#### SUPPLIED RECORDS

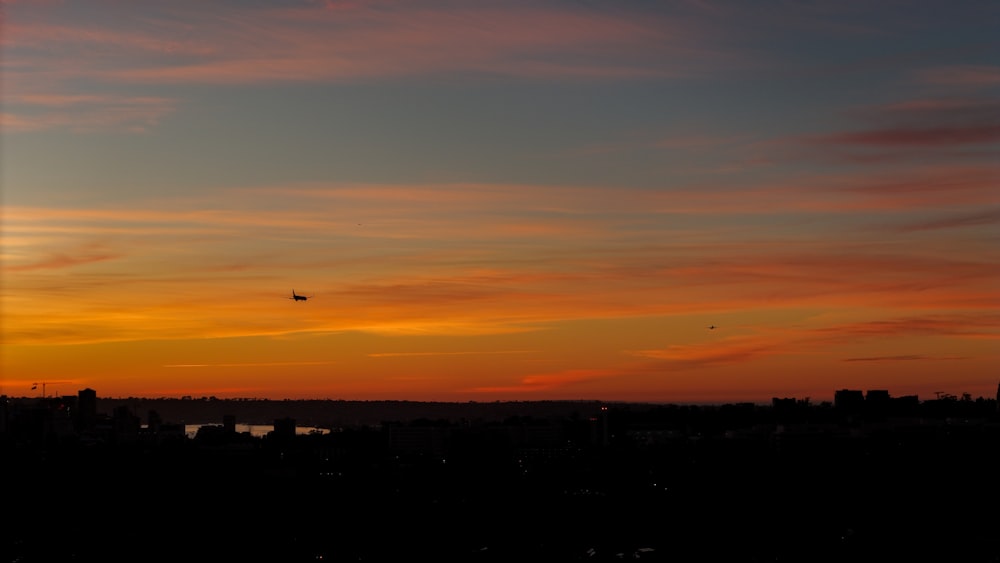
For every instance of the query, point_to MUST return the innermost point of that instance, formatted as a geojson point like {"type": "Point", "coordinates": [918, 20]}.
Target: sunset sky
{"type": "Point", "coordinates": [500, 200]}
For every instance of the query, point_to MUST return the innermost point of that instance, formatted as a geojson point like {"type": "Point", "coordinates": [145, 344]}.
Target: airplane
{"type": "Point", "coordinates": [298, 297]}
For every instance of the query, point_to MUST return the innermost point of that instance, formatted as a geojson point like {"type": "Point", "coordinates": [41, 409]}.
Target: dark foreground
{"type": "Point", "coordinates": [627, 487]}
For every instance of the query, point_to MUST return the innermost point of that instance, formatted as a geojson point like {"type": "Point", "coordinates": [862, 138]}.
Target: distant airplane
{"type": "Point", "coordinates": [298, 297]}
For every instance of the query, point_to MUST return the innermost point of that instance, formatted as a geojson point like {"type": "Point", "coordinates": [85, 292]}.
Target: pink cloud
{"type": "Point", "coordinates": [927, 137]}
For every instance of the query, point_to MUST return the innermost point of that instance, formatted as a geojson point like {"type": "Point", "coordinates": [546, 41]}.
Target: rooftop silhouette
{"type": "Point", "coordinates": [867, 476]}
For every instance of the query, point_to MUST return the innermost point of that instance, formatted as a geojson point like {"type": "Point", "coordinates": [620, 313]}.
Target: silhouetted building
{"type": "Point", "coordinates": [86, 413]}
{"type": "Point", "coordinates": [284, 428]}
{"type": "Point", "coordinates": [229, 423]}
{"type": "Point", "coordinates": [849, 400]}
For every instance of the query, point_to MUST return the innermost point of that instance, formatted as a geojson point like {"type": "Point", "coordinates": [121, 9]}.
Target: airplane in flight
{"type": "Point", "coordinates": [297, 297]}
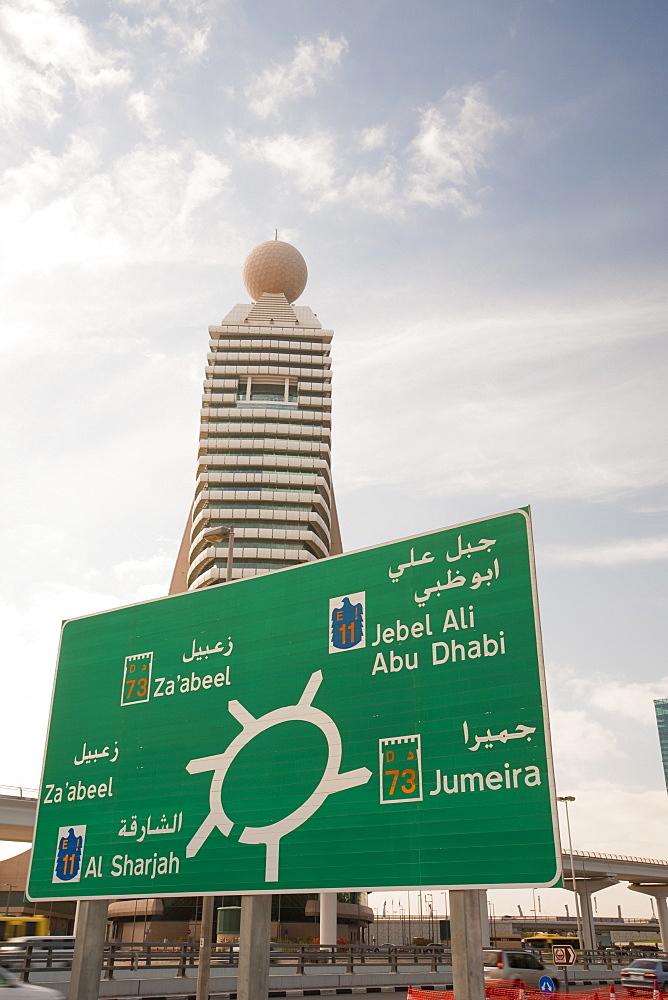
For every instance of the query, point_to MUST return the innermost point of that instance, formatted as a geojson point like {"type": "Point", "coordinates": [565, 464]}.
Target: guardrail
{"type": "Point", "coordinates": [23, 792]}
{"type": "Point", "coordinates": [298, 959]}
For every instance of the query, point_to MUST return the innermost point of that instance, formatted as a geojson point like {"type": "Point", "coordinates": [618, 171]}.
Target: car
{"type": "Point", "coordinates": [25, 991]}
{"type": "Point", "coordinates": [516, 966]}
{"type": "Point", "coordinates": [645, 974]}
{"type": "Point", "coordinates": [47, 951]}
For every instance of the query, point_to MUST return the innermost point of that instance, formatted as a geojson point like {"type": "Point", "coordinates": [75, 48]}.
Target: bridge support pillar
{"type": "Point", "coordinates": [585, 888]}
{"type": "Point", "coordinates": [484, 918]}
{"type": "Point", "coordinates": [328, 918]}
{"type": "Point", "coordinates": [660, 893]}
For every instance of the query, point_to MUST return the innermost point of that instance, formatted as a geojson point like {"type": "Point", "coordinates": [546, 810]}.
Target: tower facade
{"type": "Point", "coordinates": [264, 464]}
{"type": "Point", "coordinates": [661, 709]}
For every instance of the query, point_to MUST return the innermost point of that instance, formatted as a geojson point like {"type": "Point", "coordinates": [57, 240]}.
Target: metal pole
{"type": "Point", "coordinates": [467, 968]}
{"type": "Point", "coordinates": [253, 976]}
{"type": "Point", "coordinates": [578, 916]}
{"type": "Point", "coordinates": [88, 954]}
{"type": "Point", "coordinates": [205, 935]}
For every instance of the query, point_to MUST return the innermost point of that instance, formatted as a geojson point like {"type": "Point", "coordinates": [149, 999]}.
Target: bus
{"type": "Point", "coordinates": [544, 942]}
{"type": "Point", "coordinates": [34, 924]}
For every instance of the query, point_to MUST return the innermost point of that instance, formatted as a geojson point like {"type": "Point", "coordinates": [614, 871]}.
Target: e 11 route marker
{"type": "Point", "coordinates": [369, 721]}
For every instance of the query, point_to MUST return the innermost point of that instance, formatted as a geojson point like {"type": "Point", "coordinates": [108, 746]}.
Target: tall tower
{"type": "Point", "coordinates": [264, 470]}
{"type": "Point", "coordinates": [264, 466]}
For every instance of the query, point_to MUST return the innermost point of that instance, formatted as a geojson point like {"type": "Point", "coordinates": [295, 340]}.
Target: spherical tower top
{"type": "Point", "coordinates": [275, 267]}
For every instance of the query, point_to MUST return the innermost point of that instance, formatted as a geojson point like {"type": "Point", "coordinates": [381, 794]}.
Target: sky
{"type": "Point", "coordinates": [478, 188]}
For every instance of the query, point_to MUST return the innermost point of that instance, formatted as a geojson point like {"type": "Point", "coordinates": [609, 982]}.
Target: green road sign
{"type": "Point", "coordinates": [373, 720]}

########
#### SUPPLIED RECORDS

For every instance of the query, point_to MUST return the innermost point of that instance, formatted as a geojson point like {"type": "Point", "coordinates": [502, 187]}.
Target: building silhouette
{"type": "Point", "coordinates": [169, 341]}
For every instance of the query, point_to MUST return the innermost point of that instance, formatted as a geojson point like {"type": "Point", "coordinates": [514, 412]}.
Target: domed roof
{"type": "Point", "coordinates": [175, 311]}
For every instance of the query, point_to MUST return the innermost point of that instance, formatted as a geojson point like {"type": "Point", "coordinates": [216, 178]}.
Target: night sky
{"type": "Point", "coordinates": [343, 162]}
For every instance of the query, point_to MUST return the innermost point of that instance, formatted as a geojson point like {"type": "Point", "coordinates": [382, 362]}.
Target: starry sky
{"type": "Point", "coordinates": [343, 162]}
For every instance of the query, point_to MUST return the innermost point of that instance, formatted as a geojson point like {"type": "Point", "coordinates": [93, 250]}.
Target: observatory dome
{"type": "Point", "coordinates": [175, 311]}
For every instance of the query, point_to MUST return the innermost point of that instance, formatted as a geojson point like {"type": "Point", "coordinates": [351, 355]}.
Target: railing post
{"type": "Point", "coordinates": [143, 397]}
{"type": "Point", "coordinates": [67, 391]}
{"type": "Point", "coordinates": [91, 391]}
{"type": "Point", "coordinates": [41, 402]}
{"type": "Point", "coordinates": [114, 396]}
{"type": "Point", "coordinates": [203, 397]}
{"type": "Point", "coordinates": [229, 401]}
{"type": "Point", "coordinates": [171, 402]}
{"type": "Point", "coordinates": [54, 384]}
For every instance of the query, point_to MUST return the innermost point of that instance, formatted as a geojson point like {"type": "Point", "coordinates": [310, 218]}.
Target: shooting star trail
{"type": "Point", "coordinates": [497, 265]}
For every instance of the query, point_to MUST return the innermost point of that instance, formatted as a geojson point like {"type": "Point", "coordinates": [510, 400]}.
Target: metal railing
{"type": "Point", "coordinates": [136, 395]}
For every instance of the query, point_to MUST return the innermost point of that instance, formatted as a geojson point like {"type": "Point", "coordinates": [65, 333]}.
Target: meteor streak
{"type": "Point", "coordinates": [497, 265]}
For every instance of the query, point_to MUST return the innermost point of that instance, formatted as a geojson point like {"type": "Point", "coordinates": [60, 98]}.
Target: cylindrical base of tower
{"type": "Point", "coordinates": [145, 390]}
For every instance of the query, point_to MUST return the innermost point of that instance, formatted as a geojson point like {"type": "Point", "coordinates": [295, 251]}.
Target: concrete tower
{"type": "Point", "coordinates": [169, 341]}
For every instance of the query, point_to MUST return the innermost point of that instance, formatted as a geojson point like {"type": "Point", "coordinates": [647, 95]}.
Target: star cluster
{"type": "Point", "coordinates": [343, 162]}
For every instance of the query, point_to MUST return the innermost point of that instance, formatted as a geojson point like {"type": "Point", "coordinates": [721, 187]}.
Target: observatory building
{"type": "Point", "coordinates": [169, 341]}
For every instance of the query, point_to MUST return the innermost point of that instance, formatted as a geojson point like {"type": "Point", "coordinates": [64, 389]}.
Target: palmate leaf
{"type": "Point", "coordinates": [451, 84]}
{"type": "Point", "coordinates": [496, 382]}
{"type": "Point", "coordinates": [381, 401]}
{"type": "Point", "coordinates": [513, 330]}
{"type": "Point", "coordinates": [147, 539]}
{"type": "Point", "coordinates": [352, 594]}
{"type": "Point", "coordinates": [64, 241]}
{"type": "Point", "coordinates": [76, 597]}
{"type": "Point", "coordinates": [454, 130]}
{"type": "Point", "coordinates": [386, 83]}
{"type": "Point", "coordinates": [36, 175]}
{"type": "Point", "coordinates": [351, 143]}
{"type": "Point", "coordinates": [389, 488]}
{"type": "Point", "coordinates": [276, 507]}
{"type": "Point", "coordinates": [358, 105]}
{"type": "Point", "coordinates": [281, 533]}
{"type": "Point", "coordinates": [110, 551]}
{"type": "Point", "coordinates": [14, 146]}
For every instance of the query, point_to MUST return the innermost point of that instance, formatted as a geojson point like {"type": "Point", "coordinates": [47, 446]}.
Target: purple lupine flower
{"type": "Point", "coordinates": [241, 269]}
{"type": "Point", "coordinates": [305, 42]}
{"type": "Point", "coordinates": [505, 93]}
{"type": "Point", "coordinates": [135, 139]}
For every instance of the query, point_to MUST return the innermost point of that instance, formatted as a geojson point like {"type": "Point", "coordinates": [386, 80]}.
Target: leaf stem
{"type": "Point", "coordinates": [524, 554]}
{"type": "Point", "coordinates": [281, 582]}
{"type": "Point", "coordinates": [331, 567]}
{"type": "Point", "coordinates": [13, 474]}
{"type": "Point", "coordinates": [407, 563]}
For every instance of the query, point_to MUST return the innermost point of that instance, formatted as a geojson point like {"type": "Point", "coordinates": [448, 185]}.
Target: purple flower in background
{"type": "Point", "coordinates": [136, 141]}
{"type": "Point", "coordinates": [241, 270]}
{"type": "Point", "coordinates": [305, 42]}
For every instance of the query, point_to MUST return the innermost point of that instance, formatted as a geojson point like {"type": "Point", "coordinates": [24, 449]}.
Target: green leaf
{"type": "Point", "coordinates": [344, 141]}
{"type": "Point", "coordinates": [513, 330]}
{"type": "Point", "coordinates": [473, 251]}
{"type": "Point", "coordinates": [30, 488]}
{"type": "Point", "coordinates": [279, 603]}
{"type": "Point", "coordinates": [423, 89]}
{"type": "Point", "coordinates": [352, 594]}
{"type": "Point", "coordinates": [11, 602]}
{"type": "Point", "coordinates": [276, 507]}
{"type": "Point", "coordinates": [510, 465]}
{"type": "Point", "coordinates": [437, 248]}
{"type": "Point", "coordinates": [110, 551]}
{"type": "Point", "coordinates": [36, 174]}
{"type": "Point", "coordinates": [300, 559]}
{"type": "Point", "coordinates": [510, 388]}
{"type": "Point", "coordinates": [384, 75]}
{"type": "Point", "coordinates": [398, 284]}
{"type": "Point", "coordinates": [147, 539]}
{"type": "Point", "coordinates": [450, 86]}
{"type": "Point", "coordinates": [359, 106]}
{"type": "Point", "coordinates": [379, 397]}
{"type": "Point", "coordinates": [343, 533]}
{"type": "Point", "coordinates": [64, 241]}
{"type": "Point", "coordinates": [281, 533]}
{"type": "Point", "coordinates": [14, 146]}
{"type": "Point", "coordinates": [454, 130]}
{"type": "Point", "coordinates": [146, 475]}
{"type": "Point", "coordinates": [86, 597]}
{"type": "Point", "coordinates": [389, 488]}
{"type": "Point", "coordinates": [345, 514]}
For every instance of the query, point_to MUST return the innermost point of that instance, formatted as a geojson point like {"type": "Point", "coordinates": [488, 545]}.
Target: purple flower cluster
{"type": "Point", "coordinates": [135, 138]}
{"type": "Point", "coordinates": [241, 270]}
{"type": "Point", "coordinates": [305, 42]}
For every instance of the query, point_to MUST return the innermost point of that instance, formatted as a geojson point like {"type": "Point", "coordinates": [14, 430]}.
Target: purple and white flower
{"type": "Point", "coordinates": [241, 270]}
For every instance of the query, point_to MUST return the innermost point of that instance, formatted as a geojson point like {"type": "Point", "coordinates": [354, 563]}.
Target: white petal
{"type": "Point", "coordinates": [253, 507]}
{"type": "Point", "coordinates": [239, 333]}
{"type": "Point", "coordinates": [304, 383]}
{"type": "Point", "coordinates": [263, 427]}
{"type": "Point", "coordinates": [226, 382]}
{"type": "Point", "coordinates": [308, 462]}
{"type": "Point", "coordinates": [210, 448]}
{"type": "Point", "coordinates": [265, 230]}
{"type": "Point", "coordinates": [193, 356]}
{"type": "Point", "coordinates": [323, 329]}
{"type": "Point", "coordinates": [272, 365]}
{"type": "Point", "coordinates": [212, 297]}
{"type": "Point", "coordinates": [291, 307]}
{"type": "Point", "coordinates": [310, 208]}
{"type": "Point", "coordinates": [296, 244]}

########

• **WHAT THIS TASK INVOLVES**
Count the lines in the rows above that contain the string "metal", treating case as significant, and report only the resulting number.

• **RESULT OF THE EXERCISE**
2